- [REQUIREMENT]:
In the blog post on honesty, copy the stretch from "Up until Labor" through "cards this time.", replacing "mad man" with "madman".
──────── SELECTED EXTRACT ────────
Honesty
Everyone knows that honesty is always the best policy. When I started this blog my intention was to be honest about my life with all the ups and downs. This post is about one of the downs. If you have read any of my previous posts regarding my running (here and here) I talk about gearing up for a half marathon that was supposed to take place this past Saturday.
I FAILED.
Wow, that is really hard for me to say. I am an absolute perfectionist and when I commit to something I finish it. That has always been my work ethic, ever since I was little girl and started playing sports.
Let me start from the beginning. Back in August, Bret and I started to train for the Aspen Half Marathon only to find out that registration filled up faster than we thought. Not a big deal, we just signed up for the Colorado Springs Half Marathon instead which would actually give us two more weeks of training. Score!
Up until Labor Day our runs had been great. We were on target for setting a consistent pace and getting used to running in the morning. But then Bret’s job hit the fan and he started traveling like a mad man. Just think, he has basically been gone every week since Labor Day. Crazy, right? So, with great sadness he decided that training for a half marathon would not be in his cards this time.
My heart sank. I just lost my running buddy. What was I to do? So, I did what any athlete would do and kept running. I figured that I could run the half marathon for both of us, figuratively of course. But as much enthusiasm as I had in continuing my training, it was not meant to be.
I lost all concentration when my hip started to scream VERY loudly on one of my long runs. I knew something wasn’t right when I couldn’t even finish 9 miles. The funny thing is I went to Steadman Hawkins here in Denver, which is like the messiah for sports therapy and training. I had an x-ray taken and to my surprise there was no breaking or pulling of the muscle, and no excess cartilage around the hip. Basically, no surgery required which angered me more since there is no way I just “strained” my hip. I was in pain.
At this point it was the middle of September and I just stopped training. I knew if I kept pushing it I would hurt myself further. I have never felt so ashamed as an athlete for not completing a race. And then Bret brought something to my attention.
Maybe it is your form? What? Why would it be my form? Are you crazy? I am perfect. I have run a half marathon before, if I rest my hip for a couple of months I will be fine. I was wrong.
This is why I love my husband. Instead of getting emotional and being stubborn like me, he puts his good engineering logic to work and did his research. He found this book called, Chi Running written by Danny Dreyer who is an ultra-marathon runner, someone that can run 100 miles or more. In this book he teaches runners, of all levels, how to run more efficient in a natural way. Meaning instead of just focusing on strength and conditioning, and powering through race courses, you actually work with your body to try and keep everything aligned. Thus, using less energy and reducing your risk of injury.
──────── EXTRACTED MATERIAL ────────
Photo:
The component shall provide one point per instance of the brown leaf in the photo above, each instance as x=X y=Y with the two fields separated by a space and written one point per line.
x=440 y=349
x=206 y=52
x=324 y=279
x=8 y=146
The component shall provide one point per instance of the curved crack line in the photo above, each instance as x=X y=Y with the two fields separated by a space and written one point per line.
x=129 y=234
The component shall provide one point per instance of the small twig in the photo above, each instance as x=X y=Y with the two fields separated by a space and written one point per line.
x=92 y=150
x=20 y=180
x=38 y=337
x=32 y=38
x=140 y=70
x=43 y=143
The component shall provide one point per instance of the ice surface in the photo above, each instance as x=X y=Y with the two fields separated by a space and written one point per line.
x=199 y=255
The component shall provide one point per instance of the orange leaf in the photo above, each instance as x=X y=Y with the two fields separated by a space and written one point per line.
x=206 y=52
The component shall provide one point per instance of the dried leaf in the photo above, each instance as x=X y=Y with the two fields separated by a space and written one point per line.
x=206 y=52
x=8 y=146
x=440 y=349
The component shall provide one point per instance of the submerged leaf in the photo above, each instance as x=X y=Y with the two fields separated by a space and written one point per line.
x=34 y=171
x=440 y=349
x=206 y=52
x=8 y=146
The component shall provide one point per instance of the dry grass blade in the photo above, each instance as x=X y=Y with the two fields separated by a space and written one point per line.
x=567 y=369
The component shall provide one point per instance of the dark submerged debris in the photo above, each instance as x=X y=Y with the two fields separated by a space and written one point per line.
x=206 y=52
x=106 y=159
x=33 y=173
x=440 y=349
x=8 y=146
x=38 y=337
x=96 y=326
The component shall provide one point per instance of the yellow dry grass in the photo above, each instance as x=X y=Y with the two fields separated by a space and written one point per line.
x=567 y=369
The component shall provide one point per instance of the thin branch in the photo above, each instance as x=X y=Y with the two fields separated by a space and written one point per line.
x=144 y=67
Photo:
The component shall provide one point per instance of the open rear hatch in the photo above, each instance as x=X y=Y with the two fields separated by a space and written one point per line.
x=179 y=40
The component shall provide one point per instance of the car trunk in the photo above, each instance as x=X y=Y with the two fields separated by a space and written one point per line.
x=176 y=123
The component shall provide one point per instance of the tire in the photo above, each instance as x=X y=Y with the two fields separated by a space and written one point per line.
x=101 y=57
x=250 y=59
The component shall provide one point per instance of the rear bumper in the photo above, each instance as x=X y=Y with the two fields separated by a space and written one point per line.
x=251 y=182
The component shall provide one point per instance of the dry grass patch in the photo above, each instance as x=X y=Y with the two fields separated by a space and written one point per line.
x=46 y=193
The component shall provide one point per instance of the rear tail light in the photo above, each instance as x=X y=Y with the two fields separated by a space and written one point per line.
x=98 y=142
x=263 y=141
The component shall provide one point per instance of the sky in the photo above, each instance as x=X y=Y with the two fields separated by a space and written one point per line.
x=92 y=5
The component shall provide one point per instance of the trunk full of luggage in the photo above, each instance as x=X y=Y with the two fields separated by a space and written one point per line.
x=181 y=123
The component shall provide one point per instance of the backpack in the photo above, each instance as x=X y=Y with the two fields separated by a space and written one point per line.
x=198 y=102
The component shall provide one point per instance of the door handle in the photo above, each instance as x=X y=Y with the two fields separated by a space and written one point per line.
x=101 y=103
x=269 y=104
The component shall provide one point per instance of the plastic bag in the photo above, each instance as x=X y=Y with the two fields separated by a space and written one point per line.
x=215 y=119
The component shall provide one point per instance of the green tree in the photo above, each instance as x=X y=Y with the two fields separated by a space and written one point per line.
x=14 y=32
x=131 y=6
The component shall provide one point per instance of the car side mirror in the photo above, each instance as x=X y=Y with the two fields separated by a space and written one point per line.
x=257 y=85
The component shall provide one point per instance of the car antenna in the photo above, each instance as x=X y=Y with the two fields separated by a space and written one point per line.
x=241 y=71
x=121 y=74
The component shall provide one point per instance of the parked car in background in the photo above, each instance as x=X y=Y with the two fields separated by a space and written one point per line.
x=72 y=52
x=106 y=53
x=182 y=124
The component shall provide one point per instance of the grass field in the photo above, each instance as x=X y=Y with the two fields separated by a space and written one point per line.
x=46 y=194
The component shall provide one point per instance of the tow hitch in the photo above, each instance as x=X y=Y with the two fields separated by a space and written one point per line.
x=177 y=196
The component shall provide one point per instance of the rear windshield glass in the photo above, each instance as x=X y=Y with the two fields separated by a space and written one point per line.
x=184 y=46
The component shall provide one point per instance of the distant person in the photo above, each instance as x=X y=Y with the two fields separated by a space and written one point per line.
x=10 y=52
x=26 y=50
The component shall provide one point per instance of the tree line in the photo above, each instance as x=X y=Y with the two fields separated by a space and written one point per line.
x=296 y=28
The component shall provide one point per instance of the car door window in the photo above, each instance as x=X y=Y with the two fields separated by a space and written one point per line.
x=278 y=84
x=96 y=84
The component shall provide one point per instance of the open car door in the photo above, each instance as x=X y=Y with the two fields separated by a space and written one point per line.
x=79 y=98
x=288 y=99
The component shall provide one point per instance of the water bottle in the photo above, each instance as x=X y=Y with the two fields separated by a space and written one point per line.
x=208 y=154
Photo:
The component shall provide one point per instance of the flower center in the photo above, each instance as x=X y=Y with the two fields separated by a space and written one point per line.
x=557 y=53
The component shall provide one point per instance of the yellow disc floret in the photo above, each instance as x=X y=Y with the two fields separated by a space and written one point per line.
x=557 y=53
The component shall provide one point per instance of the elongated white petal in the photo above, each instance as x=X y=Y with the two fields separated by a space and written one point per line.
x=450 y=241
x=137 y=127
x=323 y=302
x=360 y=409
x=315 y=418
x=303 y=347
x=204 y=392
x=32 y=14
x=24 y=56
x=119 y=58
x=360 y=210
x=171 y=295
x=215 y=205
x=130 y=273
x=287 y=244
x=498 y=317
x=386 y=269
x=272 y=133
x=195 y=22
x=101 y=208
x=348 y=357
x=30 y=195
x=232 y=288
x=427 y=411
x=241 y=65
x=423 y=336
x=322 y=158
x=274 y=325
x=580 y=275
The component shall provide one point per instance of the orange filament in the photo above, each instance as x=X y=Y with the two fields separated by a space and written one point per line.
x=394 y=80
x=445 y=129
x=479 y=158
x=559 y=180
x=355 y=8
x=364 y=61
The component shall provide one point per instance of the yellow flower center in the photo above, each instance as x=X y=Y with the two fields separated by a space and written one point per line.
────────
- [TASK OUTPUT]:
Up until Labor Day our runs had been great. We were on target for setting a consistent pace and getting used to running in the morning. But then Bret’s job hit the fan and he started traveling like a madman. Just think, he has basically been gone every week since Labor Day. Crazy, right? So, with great sadness he decided that training for a half marathon would not be in his cards this time.